START Source extract

But it certainly didnt start with this administration.
 
It's criminal and a national embarassment.

But it certainly didnt start with this administration.

Nor did it start with public health care. The private sector is fraught with malpractice issue as well but, sadly, it is easier for the private sector to keep people in the dark and lure them into that old refrain doctors howl claiming their malpractice insurance costs too much. All they have to do is stop malpracticing. I have worked in 2 different VAs and a state hospital. Those places don't really attract the best MDs because, even though the pay is good, they can make far more in private practice. Many VAs have a lot of foreign doctors whose command of the language is poor, so the fewer patients they see on a daily basis the easier their job is. One of the places I worked, there was some expectation that providers would see a large caseload and most were able to keep up. The other one couldn't do a think about their doctors refusing to see but 3 patients a day. Think about this: We are paying lazy doctors $250,000 a year to see 3 patients a day. All the numbers and reports are available to the higher ups. I, my self, could pull up the information and see which and how many patients any given doctor saw in a day. One of the facilities got a lot of negative publicity following the death of some veterans because they were employing doctors to do surgeries they were unqualified to do and even had a doctor with a revoked license. IMO, there are only two answers to the problem. 1) Allocate more money. Or 2) require current providers to carry a larger caseload. I vote for 2.

Someone on a forum where I used to post said, 'if you work for the state, you will end up working for your secretary.' He was VERY right about this. Part of the problem is that non licensed personnel have authority over licensed personnel, and the non licensed personnel simply don't care about anything except how the numbers look because that is what gets them a raise or a bonus at the end of the year. I, myself, had no capability of scheduling or unscheduling patients. that was entirely up to clerical staff and it is clerical staff who have falsified the numbers, but may of them think the doctors are gods and collude with them so everyone does pretty much nothing all day long. I know of one clinician who would not schedule anyone until 6 weeks out. But I could look at her case load and see that she was only seeing 2 or 3 patients a day. I guess her thinking was, 'if they have something seriously wrong they will die before their visit and then I won't have to deal with it.' It would seem that, in the light of the numbers of veterans who have died waiting for appointments, she was dead on.

But, folks, let me remind you: As goes the government, so goes the nation. Private practices need to be cleaned up as well. And the problem in private practices is different in that providers will sock as many patients into their day as they possibly can so they will be able to make a lot of money. The schedules in private practices are too heavy and providers run people through like cattle. And their instance of malpractice is just as high as in the public sector if not higher.

END Source extract
START Data listing

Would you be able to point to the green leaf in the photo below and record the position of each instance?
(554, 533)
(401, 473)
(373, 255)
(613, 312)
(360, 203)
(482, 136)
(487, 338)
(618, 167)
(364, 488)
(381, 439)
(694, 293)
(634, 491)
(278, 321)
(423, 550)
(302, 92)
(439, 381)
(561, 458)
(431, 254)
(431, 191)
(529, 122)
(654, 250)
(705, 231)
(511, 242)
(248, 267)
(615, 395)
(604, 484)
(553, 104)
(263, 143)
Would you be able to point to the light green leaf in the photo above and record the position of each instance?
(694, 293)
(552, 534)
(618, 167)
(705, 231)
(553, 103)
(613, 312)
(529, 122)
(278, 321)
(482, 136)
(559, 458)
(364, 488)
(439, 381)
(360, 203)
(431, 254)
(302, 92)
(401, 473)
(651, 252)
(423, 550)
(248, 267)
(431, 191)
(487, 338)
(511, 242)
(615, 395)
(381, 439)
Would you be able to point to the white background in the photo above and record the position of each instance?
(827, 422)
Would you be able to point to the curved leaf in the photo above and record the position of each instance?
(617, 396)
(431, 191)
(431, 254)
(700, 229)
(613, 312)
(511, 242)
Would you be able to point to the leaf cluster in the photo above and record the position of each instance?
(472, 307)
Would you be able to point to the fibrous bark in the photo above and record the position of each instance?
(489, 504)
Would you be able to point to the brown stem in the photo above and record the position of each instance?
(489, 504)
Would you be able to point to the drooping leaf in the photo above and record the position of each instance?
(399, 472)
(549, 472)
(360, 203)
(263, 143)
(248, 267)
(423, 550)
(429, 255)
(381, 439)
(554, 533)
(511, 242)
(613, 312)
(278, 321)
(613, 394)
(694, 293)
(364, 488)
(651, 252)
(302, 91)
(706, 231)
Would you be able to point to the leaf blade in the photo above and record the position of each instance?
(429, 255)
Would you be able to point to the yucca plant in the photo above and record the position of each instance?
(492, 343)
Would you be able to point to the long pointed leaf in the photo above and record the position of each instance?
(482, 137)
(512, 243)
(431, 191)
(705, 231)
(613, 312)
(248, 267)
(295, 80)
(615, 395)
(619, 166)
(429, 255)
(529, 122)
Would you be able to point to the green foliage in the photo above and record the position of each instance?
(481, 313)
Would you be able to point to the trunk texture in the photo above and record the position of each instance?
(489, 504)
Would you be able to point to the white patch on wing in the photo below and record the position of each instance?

END Data listing

=== Aim of the task ===
From the passage on VA health care, write out the stretch from "But, folks, let" through "if not higher.".

=== Solution for this exercise ===
But, folks, let me remind you: As goes the government, so goes the nation. Private practices need to be cleaned up as well. And the problem in private practices is different in that providers will sock as many patients into their day as they possibly can so they will be able to make a lot of money. The schedules in private practices are too heavy and providers run people through like cattle. And their instance of malpractice is just as high as in the public sector if not higher.